** START Data lines **

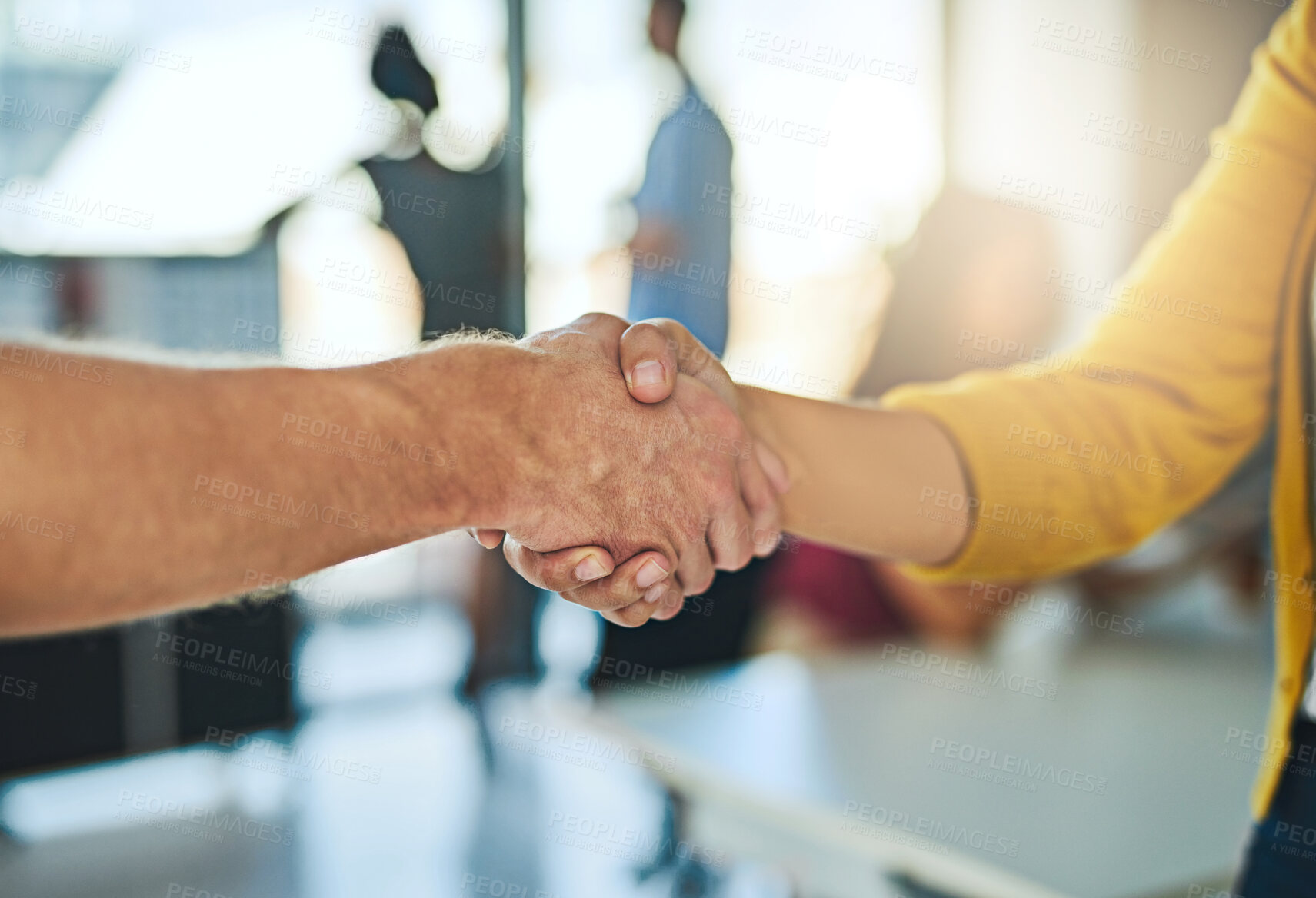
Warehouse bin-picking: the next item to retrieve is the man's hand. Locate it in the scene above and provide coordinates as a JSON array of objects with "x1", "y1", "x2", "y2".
[{"x1": 487, "y1": 315, "x2": 788, "y2": 626}]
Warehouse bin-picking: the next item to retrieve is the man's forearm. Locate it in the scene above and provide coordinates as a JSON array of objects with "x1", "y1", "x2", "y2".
[
  {"x1": 0, "y1": 344, "x2": 516, "y2": 634},
  {"x1": 740, "y1": 387, "x2": 972, "y2": 564}
]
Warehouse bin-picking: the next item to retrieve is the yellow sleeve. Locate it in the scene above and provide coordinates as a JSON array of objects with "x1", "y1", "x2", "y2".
[{"x1": 883, "y1": 0, "x2": 1316, "y2": 580}]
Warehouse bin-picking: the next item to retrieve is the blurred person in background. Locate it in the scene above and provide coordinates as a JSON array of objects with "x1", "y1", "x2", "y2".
[
  {"x1": 628, "y1": 0, "x2": 731, "y2": 355},
  {"x1": 509, "y1": 0, "x2": 1316, "y2": 898},
  {"x1": 753, "y1": 187, "x2": 1059, "y2": 651}
]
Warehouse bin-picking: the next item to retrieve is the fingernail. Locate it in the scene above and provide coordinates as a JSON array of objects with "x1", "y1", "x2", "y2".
[
  {"x1": 575, "y1": 555, "x2": 608, "y2": 583},
  {"x1": 631, "y1": 361, "x2": 662, "y2": 387},
  {"x1": 635, "y1": 559, "x2": 667, "y2": 589}
]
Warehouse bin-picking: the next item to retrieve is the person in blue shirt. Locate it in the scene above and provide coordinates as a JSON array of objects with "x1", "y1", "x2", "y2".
[{"x1": 629, "y1": 0, "x2": 731, "y2": 355}]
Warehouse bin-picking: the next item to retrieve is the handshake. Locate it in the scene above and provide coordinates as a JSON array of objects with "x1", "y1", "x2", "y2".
[{"x1": 470, "y1": 314, "x2": 788, "y2": 627}]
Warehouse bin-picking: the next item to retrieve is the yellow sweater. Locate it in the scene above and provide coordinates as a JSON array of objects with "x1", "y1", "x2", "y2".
[{"x1": 885, "y1": 0, "x2": 1316, "y2": 818}]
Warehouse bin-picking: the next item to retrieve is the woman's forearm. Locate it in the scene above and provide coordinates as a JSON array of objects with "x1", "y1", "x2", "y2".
[{"x1": 738, "y1": 387, "x2": 974, "y2": 564}]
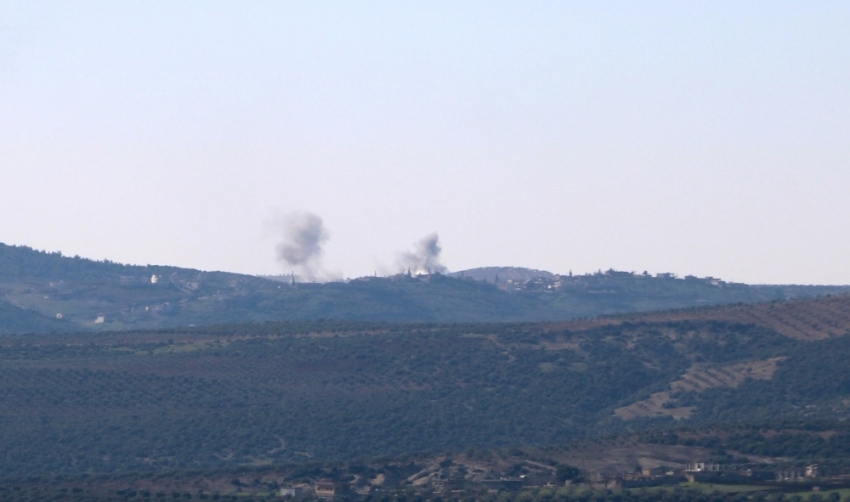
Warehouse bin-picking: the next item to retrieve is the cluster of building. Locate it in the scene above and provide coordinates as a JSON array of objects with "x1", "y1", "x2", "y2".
[{"x1": 279, "y1": 462, "x2": 850, "y2": 500}]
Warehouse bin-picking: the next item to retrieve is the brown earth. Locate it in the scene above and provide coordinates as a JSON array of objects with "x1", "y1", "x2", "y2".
[
  {"x1": 614, "y1": 357, "x2": 785, "y2": 420},
  {"x1": 550, "y1": 294, "x2": 850, "y2": 340}
]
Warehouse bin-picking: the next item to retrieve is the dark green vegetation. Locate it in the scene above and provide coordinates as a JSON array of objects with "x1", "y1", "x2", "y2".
[
  {"x1": 0, "y1": 244, "x2": 848, "y2": 334},
  {"x1": 0, "y1": 290, "x2": 850, "y2": 475}
]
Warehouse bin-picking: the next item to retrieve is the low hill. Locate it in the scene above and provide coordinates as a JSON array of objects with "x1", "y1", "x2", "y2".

** END Data lines **

* The request: Copy out the entries verbatim, starting at the line that contains "Warehouse bin-picking: the next item to retrieve is the woman's" and continuing through the end of the entries, both ends included. Leave the pictures out.

* Complete answer:
Warehouse bin-picking: the next item to retrieve is the woman's forearm. Locate it in the scene above and provide coordinates as a JSON array of objects with "x1", "y1", "x2", "y2".
[{"x1": 738, "y1": 387, "x2": 974, "y2": 564}]
Warehouse bin-picking: the next item to retrieve is the cluster of building. Locate it in the scene above and provide coordinates as a JSON array of objects with "x1", "y1", "x2", "y2".
[{"x1": 279, "y1": 462, "x2": 850, "y2": 500}]
Warehouse bin-picking: the next item to retrieve is the brown earth. Locate it in the scene above and provide coordinates as a JSON array of objects with "x1", "y1", "x2", "y2".
[
  {"x1": 614, "y1": 357, "x2": 785, "y2": 420},
  {"x1": 550, "y1": 294, "x2": 850, "y2": 340}
]
Warehouse bin-picking: the next item to retrieve is the dark green vegetation. Locate it in the scene above and provide coordinates as a JSON array of objects with "x1", "y1", "x2", "y2".
[
  {"x1": 0, "y1": 244, "x2": 848, "y2": 334},
  {"x1": 0, "y1": 290, "x2": 850, "y2": 475}
]
Warehouse bin-picking: the next item to retrieve is the low hill. Locate it in the scene above and provide coordinates as a JSON array of objects with "x1", "y1", "x2", "y2".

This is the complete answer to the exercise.